(EXTRACT TO READ)

Movie Review: The Twilight Saga: New Moon
Release Date: November 20, 2009
Distributor: Summit Entertainment
· Chris Weitz
· Kristen Stewart
· Robert Pattinson
· Taylor Lautner
· Ashley Greene
· Official site
· IMDb: New Moon
by Paulette Suhr
Published: November 20, 2009
"New Moon" is the second segment of the hit vampire phenomenon known as "The Twilight Saga." Some people might view the movie as an individual entity, but the vast majority will be going into the theater having read New Moon and seen "Twilight."
A lot of "New Moon" focuses on Bella's (Kristen Stewart) obsession with turning eighteen. Edward (Robert Pattinson), it turns out, is 109. (Ew.) However, he was turned into a vampire when he was seventeen, so Bella sees herself as the older of the two. She worries that if she doesn't become immortal soon, Edward may not stay attracted to her. He reassures her with all sorts of flowery words, things like "You being alive is my present." (Gag.)

(STORED RECORDS)
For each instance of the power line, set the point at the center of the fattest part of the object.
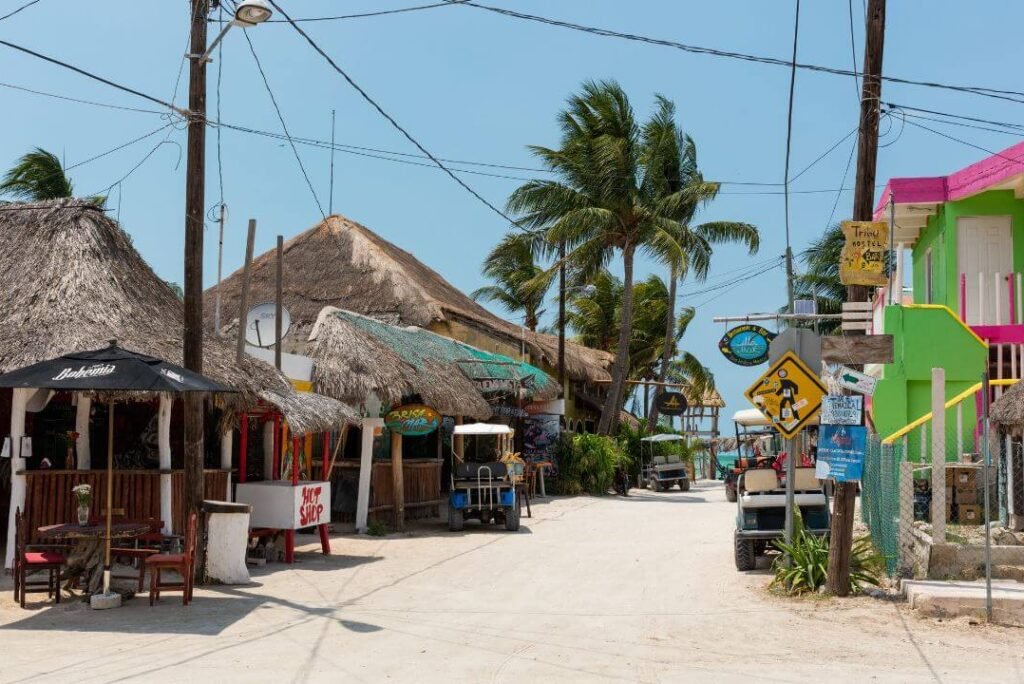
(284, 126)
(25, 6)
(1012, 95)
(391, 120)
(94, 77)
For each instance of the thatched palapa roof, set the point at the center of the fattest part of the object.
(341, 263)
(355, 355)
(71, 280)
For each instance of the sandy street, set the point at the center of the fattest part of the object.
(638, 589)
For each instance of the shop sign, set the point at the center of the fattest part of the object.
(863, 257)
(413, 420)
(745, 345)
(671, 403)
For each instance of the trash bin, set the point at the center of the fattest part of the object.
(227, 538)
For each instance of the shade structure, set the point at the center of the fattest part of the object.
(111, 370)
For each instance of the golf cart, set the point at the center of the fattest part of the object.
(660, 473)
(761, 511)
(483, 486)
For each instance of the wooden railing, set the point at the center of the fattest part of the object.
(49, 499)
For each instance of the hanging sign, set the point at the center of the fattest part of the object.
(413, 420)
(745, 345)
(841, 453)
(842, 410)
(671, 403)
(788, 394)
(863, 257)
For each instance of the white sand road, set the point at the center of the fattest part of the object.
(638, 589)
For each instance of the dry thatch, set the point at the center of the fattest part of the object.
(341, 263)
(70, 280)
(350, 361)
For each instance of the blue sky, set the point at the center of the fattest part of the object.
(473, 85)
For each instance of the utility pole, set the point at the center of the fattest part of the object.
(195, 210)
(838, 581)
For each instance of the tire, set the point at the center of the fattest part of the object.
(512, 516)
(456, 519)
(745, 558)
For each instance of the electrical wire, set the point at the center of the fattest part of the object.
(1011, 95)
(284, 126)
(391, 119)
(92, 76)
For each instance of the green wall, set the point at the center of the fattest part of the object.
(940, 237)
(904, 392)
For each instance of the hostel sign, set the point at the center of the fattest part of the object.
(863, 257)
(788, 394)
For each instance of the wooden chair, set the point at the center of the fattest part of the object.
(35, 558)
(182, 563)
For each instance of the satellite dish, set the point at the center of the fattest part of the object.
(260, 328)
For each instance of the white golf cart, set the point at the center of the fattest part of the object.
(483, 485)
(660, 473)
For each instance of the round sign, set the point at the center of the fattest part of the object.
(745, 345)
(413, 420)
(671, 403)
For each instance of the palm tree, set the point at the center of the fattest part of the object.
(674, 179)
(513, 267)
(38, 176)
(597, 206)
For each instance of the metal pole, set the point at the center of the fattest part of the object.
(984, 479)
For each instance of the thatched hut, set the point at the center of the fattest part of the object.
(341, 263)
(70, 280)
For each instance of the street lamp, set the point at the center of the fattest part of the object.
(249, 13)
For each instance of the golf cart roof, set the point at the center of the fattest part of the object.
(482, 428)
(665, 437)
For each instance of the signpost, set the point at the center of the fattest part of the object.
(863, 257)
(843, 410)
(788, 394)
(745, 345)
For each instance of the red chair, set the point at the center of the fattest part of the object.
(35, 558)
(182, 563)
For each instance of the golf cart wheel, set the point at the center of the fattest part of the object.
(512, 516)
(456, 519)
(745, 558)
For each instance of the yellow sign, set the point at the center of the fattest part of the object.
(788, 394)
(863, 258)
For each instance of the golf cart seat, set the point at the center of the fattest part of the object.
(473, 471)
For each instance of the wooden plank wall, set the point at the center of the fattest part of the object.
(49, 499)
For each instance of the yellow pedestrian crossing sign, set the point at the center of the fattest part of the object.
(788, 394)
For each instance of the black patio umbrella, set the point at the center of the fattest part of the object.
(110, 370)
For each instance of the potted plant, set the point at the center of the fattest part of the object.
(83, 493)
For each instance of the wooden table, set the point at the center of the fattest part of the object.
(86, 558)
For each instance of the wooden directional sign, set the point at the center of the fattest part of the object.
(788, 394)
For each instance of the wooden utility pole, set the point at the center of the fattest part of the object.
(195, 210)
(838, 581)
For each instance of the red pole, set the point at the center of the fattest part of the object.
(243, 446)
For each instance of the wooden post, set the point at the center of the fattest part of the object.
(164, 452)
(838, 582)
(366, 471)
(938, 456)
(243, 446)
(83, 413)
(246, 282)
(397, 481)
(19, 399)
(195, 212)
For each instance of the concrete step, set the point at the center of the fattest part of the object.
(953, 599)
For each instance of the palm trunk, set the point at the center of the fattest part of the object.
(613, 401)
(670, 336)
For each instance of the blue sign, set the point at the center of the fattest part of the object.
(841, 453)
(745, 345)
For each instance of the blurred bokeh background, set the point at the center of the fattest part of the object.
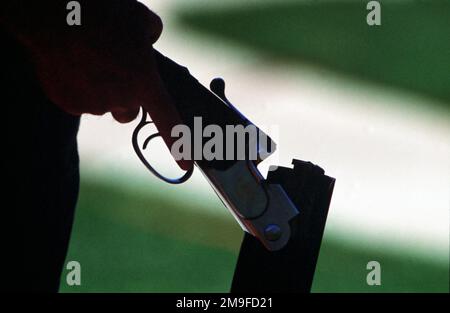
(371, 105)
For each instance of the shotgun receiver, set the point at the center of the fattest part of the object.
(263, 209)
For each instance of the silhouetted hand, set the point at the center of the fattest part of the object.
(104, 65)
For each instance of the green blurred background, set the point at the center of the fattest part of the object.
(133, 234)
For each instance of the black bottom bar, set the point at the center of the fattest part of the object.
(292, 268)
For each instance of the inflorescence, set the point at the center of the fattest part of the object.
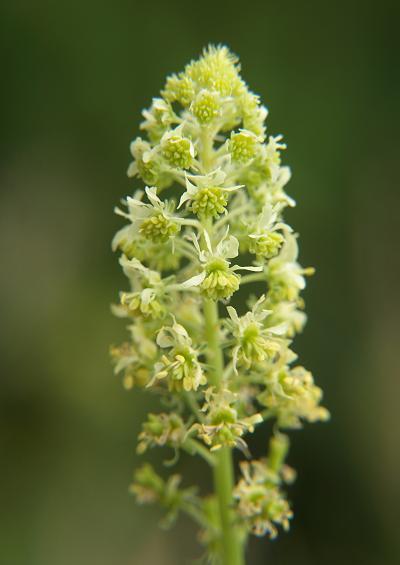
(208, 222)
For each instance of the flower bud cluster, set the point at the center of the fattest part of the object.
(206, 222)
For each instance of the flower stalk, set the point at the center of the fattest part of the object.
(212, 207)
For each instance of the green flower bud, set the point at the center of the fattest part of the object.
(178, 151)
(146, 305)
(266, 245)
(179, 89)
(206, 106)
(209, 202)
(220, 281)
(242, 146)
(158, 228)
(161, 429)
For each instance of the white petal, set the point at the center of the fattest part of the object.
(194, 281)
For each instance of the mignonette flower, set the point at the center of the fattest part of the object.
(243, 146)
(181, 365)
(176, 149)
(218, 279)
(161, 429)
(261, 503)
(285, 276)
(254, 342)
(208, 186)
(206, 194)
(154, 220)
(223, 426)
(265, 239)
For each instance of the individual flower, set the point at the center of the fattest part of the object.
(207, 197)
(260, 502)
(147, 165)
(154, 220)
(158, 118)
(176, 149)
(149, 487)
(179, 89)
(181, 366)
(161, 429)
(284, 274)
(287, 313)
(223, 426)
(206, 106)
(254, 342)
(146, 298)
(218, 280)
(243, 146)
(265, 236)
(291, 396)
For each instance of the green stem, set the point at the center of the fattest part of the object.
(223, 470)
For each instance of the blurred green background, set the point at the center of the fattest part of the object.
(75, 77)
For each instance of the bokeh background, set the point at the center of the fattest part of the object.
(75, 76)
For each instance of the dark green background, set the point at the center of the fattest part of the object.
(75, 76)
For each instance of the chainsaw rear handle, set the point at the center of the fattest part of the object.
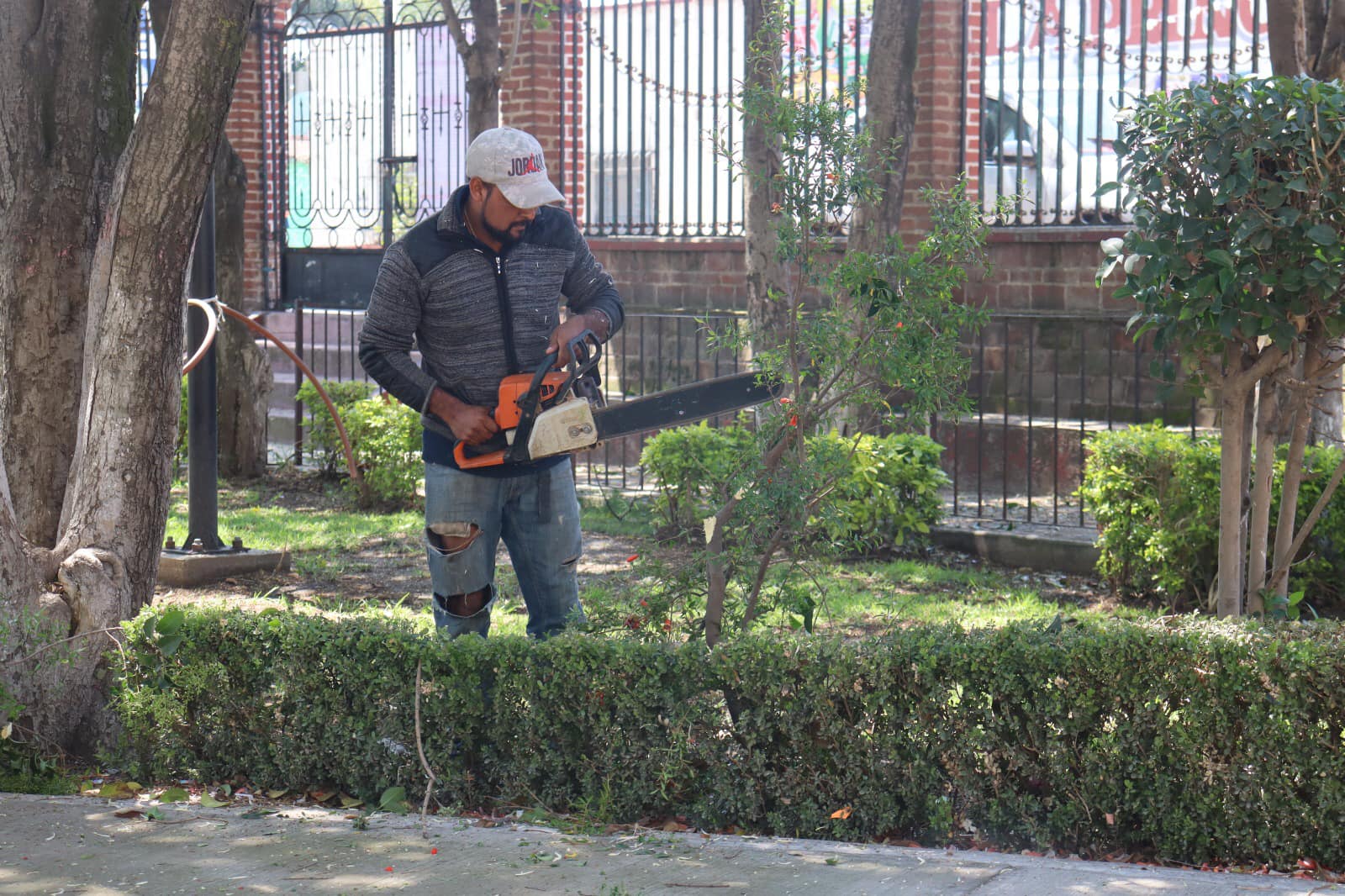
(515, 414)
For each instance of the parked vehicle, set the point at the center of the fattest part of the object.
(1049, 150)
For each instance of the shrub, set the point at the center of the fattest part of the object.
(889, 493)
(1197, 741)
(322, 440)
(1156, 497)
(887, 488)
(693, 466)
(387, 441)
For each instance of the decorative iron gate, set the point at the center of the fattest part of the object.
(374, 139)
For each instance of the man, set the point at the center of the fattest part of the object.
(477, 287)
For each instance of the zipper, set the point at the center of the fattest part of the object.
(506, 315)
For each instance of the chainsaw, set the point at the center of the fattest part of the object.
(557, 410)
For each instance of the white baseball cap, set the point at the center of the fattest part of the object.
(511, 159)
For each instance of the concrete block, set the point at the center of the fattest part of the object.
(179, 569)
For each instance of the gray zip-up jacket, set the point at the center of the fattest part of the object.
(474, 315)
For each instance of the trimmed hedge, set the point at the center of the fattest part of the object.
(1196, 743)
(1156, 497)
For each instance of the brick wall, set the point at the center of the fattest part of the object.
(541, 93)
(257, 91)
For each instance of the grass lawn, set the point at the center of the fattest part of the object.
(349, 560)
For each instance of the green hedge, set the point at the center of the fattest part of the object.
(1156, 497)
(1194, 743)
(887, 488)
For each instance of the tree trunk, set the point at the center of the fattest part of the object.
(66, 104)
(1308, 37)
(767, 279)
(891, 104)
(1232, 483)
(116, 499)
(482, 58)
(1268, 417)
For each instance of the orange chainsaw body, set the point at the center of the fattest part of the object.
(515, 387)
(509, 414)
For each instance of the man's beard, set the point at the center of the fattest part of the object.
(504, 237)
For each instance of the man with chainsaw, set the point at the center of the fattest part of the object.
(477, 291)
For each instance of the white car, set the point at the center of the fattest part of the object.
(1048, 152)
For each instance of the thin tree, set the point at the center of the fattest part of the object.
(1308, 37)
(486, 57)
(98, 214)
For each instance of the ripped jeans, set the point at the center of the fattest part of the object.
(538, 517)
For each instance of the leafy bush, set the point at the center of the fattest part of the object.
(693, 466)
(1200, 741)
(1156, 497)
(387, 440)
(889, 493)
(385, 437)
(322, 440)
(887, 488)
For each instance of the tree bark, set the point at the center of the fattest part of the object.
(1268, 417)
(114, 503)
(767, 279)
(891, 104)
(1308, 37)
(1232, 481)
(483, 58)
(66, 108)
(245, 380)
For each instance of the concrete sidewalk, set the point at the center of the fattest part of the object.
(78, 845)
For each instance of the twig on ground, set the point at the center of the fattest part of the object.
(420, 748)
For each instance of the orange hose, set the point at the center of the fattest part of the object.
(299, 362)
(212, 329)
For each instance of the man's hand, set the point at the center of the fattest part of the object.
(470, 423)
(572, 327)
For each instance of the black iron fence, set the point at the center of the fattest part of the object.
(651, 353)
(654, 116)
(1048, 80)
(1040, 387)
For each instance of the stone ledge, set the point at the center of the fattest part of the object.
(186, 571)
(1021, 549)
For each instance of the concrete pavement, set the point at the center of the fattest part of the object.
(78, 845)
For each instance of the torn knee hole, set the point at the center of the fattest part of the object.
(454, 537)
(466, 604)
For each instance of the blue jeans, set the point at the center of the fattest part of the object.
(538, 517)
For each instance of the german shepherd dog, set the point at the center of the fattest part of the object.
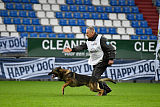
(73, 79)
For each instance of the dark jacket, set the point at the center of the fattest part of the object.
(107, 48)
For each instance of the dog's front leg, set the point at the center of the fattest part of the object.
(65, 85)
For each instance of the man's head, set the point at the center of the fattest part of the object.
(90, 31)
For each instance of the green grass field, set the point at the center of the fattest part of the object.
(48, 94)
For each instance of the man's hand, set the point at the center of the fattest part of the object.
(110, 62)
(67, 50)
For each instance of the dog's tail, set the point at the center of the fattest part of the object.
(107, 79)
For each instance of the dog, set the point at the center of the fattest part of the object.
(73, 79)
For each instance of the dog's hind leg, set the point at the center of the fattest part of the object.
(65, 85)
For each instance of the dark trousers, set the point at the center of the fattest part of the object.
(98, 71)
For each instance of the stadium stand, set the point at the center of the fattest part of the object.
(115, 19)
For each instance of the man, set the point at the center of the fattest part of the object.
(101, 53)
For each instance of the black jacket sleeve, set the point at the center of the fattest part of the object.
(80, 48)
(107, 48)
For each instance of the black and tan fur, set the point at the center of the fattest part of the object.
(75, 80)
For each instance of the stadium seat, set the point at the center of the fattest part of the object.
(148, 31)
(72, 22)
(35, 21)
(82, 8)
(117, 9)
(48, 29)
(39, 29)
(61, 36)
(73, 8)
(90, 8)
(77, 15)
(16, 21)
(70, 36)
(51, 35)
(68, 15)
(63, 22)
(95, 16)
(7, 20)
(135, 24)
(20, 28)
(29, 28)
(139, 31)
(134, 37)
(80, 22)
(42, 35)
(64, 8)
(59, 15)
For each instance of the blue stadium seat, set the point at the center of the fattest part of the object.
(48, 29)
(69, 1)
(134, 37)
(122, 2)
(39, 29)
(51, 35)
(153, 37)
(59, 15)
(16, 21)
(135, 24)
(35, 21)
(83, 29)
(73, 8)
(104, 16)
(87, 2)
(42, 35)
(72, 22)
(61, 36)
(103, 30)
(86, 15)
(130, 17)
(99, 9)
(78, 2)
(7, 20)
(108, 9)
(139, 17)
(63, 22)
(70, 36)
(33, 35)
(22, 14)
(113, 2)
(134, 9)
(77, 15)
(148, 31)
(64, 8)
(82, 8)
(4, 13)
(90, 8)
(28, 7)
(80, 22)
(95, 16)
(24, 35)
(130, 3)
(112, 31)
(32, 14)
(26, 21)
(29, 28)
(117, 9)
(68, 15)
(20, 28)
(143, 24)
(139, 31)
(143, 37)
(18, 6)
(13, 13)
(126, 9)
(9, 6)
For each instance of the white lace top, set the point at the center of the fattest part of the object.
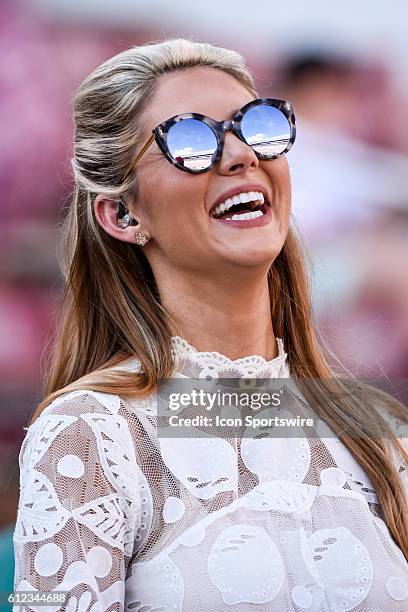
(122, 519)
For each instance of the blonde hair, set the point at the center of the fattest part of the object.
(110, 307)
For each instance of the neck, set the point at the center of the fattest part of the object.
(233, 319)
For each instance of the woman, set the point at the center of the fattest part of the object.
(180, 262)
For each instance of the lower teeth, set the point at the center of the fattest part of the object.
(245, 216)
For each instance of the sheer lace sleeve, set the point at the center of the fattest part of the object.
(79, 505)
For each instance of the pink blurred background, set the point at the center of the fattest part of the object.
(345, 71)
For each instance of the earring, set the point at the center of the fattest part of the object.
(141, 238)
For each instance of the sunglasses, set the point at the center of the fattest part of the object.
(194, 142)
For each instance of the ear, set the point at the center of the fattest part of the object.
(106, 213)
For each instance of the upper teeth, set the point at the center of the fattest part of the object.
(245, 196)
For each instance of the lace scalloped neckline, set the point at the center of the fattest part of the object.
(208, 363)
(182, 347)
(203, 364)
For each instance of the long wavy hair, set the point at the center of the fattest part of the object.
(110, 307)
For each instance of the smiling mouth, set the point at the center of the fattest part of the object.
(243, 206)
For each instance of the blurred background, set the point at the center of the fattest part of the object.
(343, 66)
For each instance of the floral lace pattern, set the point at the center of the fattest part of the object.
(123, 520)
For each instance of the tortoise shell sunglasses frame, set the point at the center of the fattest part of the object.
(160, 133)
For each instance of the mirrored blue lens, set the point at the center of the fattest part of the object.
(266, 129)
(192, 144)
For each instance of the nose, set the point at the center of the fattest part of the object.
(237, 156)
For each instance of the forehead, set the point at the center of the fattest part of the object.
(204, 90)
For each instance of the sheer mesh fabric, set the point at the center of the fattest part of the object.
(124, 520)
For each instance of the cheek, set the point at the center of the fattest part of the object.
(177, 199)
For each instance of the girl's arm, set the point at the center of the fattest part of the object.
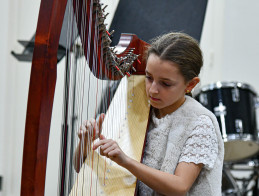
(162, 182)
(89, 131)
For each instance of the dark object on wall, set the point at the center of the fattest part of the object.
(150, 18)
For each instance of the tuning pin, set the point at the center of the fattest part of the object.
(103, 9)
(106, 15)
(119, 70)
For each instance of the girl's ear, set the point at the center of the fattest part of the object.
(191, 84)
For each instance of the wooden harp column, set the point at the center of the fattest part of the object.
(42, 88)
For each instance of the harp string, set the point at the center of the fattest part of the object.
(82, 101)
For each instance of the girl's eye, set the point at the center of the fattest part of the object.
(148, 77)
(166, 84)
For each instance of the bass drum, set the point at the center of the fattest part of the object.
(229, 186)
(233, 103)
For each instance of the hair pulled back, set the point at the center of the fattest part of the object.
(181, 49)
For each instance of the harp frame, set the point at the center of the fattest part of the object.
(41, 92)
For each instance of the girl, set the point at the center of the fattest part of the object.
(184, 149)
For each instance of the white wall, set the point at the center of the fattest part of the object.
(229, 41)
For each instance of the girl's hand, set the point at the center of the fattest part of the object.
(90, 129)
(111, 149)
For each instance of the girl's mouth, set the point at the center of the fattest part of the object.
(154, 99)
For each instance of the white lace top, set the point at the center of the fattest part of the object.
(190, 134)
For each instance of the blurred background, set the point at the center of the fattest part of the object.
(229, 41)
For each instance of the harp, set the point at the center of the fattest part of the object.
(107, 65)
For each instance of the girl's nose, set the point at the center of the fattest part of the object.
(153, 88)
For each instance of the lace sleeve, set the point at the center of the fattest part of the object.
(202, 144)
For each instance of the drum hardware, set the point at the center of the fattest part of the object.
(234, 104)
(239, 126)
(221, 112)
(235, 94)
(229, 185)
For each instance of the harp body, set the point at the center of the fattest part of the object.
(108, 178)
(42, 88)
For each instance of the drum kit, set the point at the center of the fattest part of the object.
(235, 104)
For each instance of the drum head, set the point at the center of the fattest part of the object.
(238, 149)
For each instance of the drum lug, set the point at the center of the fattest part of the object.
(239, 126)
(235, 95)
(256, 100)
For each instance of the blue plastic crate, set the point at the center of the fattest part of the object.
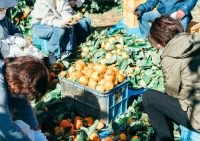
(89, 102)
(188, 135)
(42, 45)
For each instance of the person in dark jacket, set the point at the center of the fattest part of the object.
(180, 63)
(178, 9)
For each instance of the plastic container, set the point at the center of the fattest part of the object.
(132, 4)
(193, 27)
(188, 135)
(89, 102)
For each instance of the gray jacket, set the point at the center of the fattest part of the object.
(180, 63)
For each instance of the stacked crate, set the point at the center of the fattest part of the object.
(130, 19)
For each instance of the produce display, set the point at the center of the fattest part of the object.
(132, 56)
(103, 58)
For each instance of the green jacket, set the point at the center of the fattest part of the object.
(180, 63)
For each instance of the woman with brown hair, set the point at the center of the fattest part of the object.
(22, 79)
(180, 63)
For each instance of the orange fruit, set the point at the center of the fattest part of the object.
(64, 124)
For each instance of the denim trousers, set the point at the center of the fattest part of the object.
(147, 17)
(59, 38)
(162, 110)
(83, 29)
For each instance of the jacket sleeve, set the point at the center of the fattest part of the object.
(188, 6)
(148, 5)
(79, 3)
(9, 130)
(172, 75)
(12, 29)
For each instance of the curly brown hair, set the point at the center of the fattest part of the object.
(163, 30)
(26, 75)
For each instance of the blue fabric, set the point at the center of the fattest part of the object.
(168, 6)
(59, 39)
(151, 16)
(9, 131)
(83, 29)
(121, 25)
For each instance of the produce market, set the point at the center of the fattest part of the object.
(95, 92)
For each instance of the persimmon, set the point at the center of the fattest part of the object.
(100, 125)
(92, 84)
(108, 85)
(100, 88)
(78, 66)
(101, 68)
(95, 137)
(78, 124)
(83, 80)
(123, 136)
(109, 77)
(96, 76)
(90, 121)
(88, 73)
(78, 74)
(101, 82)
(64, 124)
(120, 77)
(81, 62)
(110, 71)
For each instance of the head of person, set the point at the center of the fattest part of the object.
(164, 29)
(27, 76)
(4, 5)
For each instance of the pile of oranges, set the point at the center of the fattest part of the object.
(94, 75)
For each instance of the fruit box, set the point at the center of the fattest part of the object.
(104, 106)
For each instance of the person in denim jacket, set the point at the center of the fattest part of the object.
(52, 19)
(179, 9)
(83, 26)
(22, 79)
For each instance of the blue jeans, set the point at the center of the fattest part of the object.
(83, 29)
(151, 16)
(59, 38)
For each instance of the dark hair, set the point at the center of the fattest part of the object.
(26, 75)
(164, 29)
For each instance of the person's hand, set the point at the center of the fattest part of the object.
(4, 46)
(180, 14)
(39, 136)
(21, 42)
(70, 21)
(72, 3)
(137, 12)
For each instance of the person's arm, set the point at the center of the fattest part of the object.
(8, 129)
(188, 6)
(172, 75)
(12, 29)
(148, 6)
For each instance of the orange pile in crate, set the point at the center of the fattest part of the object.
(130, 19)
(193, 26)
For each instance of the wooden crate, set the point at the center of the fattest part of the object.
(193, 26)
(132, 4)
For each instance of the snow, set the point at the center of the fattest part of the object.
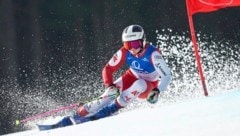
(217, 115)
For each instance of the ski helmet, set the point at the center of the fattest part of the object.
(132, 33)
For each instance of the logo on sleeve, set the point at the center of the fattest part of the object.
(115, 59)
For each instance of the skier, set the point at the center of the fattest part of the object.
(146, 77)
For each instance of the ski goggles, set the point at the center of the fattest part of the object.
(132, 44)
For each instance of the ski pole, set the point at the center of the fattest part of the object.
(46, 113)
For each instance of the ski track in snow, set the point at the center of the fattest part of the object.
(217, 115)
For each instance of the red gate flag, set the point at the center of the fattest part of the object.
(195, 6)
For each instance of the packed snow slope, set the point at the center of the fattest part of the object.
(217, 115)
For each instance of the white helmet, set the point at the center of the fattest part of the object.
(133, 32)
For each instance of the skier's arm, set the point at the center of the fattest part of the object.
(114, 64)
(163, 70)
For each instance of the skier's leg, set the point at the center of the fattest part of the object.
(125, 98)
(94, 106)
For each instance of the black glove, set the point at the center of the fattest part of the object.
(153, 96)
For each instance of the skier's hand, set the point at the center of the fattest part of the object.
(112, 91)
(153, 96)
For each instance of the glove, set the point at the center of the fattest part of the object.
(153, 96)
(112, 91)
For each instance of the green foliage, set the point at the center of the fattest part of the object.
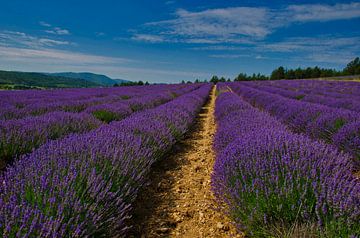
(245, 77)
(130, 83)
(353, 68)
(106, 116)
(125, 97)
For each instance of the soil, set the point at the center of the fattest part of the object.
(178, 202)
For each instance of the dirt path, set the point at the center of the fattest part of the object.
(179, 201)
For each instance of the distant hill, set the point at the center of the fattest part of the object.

(SET PROBLEM)
Translate this sentence from the movie review into Spanish: "However, he was turned into a vampire when he was seventeen, so Bella sees herself as the older of the two."

(FINAL RESULT)
Sin embargo, él fue convertido en vampiro cuando tenía diecisiete años, así que Bella se ve a sí misma como la mayor de los dos.